What you have to do:
Repeat the entries exactly, and do not carry the pictures over.

Point localization data:
---*---
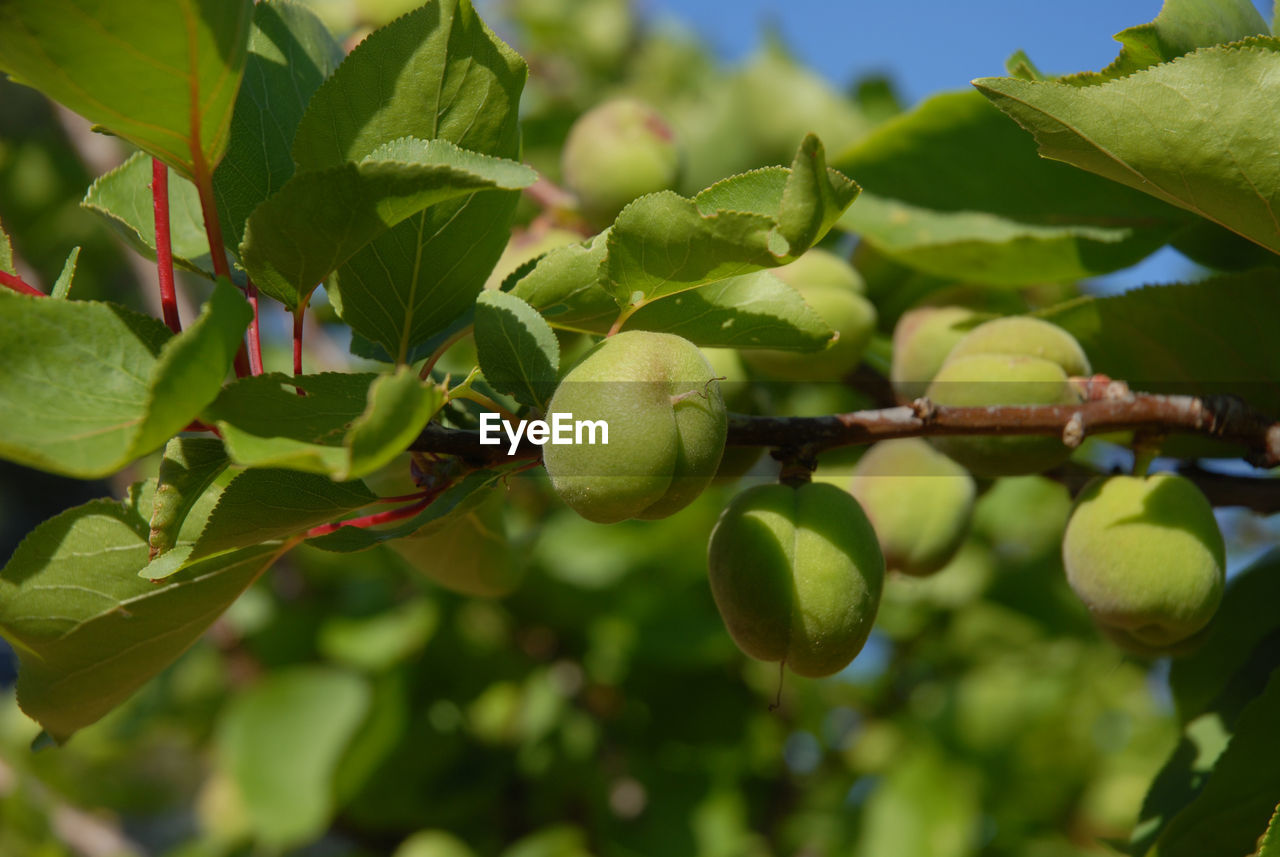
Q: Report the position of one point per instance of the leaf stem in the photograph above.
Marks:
(19, 285)
(164, 244)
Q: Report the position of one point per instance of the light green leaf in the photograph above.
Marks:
(1232, 811)
(124, 384)
(1205, 338)
(5, 252)
(344, 426)
(434, 73)
(1182, 27)
(663, 243)
(161, 76)
(517, 351)
(289, 54)
(259, 505)
(123, 197)
(750, 311)
(87, 629)
(1185, 132)
(63, 284)
(928, 201)
(188, 467)
(282, 742)
(320, 218)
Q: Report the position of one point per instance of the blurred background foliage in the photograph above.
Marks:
(348, 706)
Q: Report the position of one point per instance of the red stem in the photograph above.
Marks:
(255, 339)
(164, 246)
(371, 519)
(19, 285)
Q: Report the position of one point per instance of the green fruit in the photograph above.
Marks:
(922, 340)
(615, 152)
(666, 424)
(796, 574)
(984, 380)
(918, 500)
(469, 554)
(833, 289)
(1147, 558)
(1024, 337)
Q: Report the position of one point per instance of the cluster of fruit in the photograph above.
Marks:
(798, 569)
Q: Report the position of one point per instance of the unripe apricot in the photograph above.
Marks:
(796, 574)
(984, 380)
(666, 427)
(918, 500)
(922, 340)
(1147, 558)
(1025, 337)
(615, 152)
(833, 289)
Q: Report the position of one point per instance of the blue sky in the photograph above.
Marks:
(928, 46)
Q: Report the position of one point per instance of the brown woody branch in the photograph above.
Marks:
(1110, 406)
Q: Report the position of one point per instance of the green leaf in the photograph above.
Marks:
(1185, 132)
(517, 351)
(1232, 811)
(320, 218)
(750, 311)
(161, 76)
(188, 467)
(1182, 27)
(344, 426)
(928, 201)
(456, 500)
(63, 284)
(5, 252)
(434, 73)
(87, 629)
(260, 505)
(289, 54)
(282, 742)
(124, 383)
(566, 287)
(123, 197)
(663, 243)
(1205, 338)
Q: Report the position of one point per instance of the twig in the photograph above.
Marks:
(164, 246)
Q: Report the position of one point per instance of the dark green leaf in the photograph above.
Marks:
(289, 54)
(1189, 136)
(123, 196)
(344, 426)
(63, 284)
(188, 467)
(517, 351)
(928, 201)
(282, 742)
(1206, 338)
(434, 73)
(161, 76)
(87, 629)
(124, 383)
(320, 218)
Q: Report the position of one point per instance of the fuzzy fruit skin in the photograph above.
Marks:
(615, 152)
(922, 340)
(983, 380)
(1027, 337)
(796, 574)
(1147, 558)
(662, 453)
(918, 500)
(833, 289)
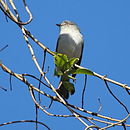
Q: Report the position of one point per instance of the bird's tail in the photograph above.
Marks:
(63, 91)
(65, 87)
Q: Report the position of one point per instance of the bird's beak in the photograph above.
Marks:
(58, 25)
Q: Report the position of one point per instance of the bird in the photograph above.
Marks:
(70, 42)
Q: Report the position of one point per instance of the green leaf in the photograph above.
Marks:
(57, 72)
(70, 87)
(83, 71)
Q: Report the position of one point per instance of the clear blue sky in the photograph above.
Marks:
(105, 25)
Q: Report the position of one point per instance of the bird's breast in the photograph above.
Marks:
(70, 45)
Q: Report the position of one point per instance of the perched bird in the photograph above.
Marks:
(70, 42)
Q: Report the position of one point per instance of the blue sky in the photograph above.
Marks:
(105, 26)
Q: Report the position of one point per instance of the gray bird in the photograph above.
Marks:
(70, 42)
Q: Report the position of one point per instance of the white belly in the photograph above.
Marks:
(70, 47)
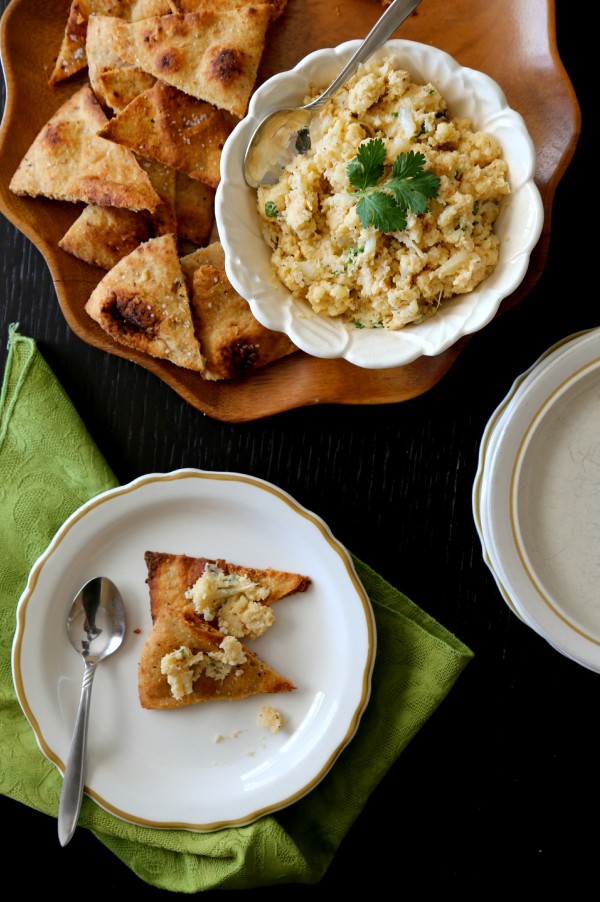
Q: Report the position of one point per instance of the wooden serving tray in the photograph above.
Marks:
(512, 41)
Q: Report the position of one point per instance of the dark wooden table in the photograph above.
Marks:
(498, 791)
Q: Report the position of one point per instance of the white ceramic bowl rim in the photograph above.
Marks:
(469, 93)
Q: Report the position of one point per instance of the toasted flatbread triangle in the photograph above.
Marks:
(72, 56)
(68, 161)
(171, 575)
(177, 628)
(142, 302)
(194, 209)
(104, 235)
(166, 125)
(114, 81)
(212, 56)
(191, 6)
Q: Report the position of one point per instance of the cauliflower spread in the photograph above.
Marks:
(367, 276)
(182, 667)
(234, 601)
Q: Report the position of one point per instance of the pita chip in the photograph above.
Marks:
(233, 342)
(114, 81)
(72, 55)
(211, 55)
(68, 161)
(171, 575)
(104, 235)
(191, 6)
(164, 181)
(194, 209)
(184, 661)
(142, 302)
(168, 126)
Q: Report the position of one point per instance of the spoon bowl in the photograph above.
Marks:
(95, 628)
(285, 132)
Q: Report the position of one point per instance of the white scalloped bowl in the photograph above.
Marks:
(469, 93)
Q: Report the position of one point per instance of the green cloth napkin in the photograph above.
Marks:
(49, 466)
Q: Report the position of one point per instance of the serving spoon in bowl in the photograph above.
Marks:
(285, 132)
(95, 627)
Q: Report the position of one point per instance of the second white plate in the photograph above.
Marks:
(536, 497)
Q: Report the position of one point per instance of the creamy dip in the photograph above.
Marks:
(371, 278)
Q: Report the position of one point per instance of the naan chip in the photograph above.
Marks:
(194, 209)
(192, 6)
(212, 56)
(114, 81)
(164, 181)
(233, 342)
(143, 303)
(212, 255)
(102, 236)
(68, 161)
(171, 575)
(166, 125)
(72, 56)
(175, 630)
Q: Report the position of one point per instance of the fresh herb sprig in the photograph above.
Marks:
(385, 205)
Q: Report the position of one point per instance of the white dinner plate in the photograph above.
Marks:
(538, 499)
(208, 765)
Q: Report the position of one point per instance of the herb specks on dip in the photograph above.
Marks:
(380, 141)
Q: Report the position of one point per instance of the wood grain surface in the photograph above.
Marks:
(495, 796)
(512, 41)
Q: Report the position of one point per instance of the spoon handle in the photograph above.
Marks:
(386, 25)
(72, 788)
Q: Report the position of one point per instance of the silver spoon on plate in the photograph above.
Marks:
(95, 627)
(285, 132)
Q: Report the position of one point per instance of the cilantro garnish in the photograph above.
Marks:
(385, 206)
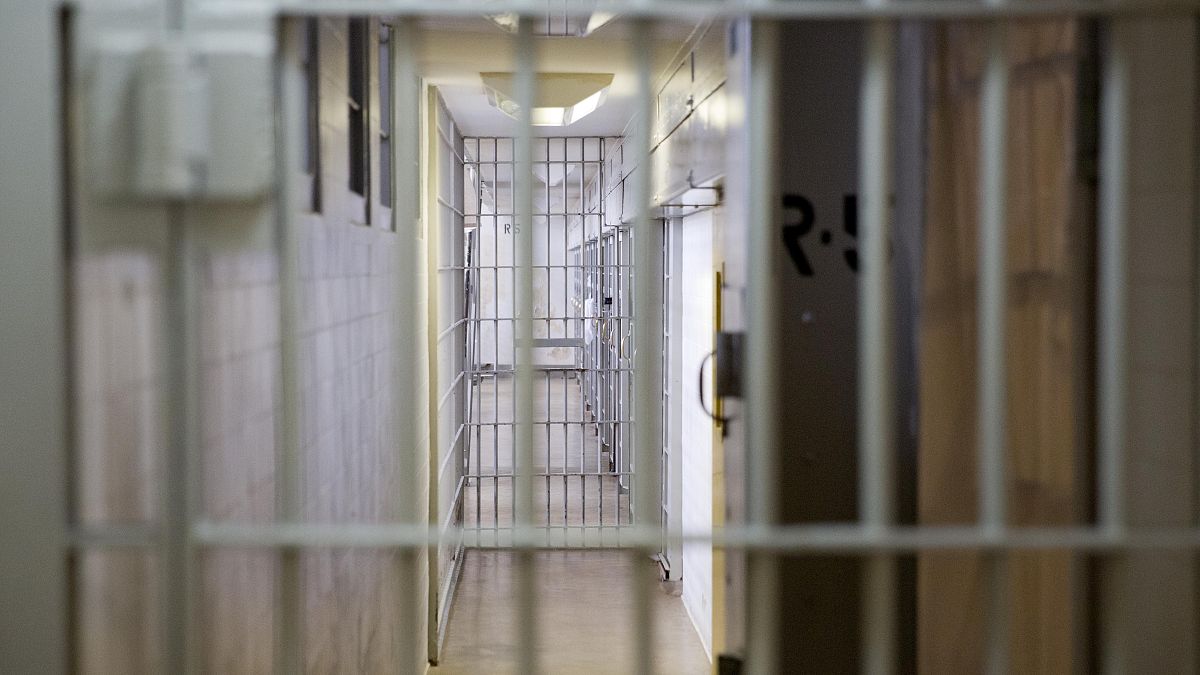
---*---
Worked solution:
Q: Report the position of one point per instance of the leaf stem in the photograph above.
Marks:
(19, 285)
(164, 244)
Q: Report the position of one point per instance of the light green leaf in the photograph above.
Marks:
(1232, 811)
(124, 384)
(1205, 338)
(5, 252)
(344, 426)
(434, 73)
(1182, 27)
(663, 243)
(161, 76)
(517, 351)
(289, 54)
(259, 505)
(123, 197)
(750, 311)
(87, 629)
(1185, 132)
(63, 284)
(928, 201)
(188, 467)
(282, 742)
(320, 218)
Q: Report the position of one point per instance of the blurred background foliage in the photograph above.
Marks:
(348, 706)
Q: Report the position of one point per instance of the red stem in the photograph above.
Marks:
(255, 339)
(164, 246)
(371, 519)
(19, 285)
Q: Report the position of one point per instance of the green fruit in the photograph above.
Marks:
(922, 340)
(615, 152)
(666, 424)
(796, 574)
(984, 380)
(918, 500)
(469, 554)
(833, 289)
(1147, 558)
(1024, 337)
Q: Report the position of one point per instance of the cluster of fruit in the photograph above.
Marks:
(798, 569)
Q: Report the position of one point per instance of the unripe apricot in the photograph above.
Marks:
(796, 574)
(984, 380)
(666, 427)
(918, 500)
(922, 340)
(1147, 558)
(1025, 337)
(615, 152)
(833, 289)
Q: Report the position of one point per instance of the blue sky in the photograph above.
Marks:
(928, 46)
Q: Report the position of one point per instance of the brown woody branch in the photograph above.
Marks:
(1110, 406)
Q: Report the position of one point per instance of the green leaf in the photograph above.
Marks:
(1185, 132)
(517, 351)
(1232, 811)
(320, 218)
(750, 311)
(161, 76)
(188, 467)
(1182, 27)
(344, 426)
(928, 201)
(456, 500)
(63, 284)
(5, 252)
(434, 73)
(87, 629)
(260, 505)
(289, 54)
(282, 742)
(124, 383)
(566, 287)
(123, 197)
(663, 243)
(1205, 338)
Q: Report the position of one point per instance of the twig in the photograph above.
Marks:
(164, 246)
Q: Report the position of one point per instance of the dark green leaf in the photograph above.
Marks:
(289, 54)
(1189, 136)
(123, 196)
(344, 426)
(63, 284)
(188, 467)
(517, 351)
(928, 201)
(282, 742)
(1206, 338)
(434, 73)
(161, 76)
(87, 629)
(124, 383)
(320, 218)
Q: Report the position of one point per instance of the fuzzy fruit skin in the photograph above.
Marks:
(615, 152)
(922, 340)
(983, 380)
(1027, 337)
(796, 574)
(1147, 558)
(662, 453)
(918, 500)
(833, 289)
Q: Report the position of one point per instance of the bird's tail in the photograph above.
Marks:
(63, 91)
(65, 87)
Q: Report the position of one point per instance of the bird's beak in the photograph above.
Marks:
(58, 25)
Q: Report the position of one point per instance of the bird in the photograph above.
Marks:
(70, 42)
Q: Report the position of one point per instance of the green leaf in the photograph above.
Marks:
(57, 72)
(70, 87)
(83, 71)
Q: Report the position of one point per instance of the clear blue sky in the photograph above.
Marks:
(105, 25)
Q: Report the position of one point per instance of the bird's breast in the photograph above.
Marks:
(70, 45)
Q: Report the position of one point per instance of the perched bird in the photograph above.
Marks:
(70, 42)
Q: Report the position of one point per instance of the blue sky in the photograph above.
Marks:
(105, 26)
Q: Report the position of one point per instance of the gray bird in the photograph above.
Marks:
(70, 42)
Q: Report the position of one point per instance of the white belly in the photograph above.
Marks:
(70, 47)
Q: Report the position of one point per instance of the wooden serving tray in the photograph above.
Marks:
(512, 41)
Q: Report the position of one point per instance of the dark wooden table in the photograph above.
Marks:
(498, 791)
Q: Report the position of one point per instance of the white ceramic bowl rim in the photograph above.
Marks:
(469, 93)
Q: Report the position of one point per instance of the toasted flatbread triangle in the photograph above.
Marks:
(72, 56)
(68, 161)
(171, 575)
(177, 628)
(142, 302)
(194, 209)
(104, 235)
(166, 125)
(114, 81)
(212, 56)
(191, 6)
Q: Report the position of one point per instance of the cauliflower spread in the photograph above.
Marks:
(367, 276)
(182, 667)
(234, 601)
Q: Report the position of one point per instance of the pita chip in the photograph above.
Marks:
(233, 342)
(114, 81)
(72, 55)
(211, 55)
(68, 161)
(171, 575)
(104, 235)
(191, 6)
(164, 181)
(194, 209)
(184, 661)
(142, 302)
(168, 126)
Q: Report the position of one point per instance of the spoon bowl in the photograph above.
Marks:
(95, 628)
(285, 132)
Q: Report the position of one point per instance of the white scalloped bowl in the photograph above.
Marks:
(469, 93)
Q: Report the position of one point per instance of the green cloth napkin in the photograph above.
Marks:
(49, 466)
Q: Report the position of one point per instance of the serving spoon in bowl in the photograph above.
Marks:
(285, 132)
(95, 627)
Q: Report the position of one point per instance of the second white plate in the photograph above.
Marks:
(536, 497)
Q: Report the position of one point per instance of the creamy dip in the photograph above.
Marks:
(371, 278)
Q: Report the position of one point per instance of the naan chip in the photograph above.
Marks:
(194, 209)
(192, 6)
(212, 56)
(114, 81)
(164, 181)
(233, 342)
(143, 303)
(212, 255)
(102, 236)
(68, 161)
(171, 575)
(166, 125)
(72, 56)
(175, 630)
Q: Report the position of one point per instance of the fresh herb sprig in the photograph above.
Marks:
(385, 205)
Q: Report the position of one point per instance of the white dinner plate in the photograph above.
Marks:
(538, 499)
(208, 765)
Q: Report the position of one point per instance of the herb specks on dip in the photograph above.
Marks:
(380, 141)
Q: Report the position of one point per instance of the wood grain surface in the photograph above.
Marks:
(495, 796)
(512, 41)
Q: Report the position of one point per instance of the spoon handle in the photograph above.
Marks:
(386, 25)
(72, 788)
Q: Report the position of one point per instance of the silver spoon on plate in the photograph above.
Marks:
(95, 627)
(285, 132)
Q: Report the position of one point per instance of the cilantro garnish in the photograph above.
Marks:
(385, 206)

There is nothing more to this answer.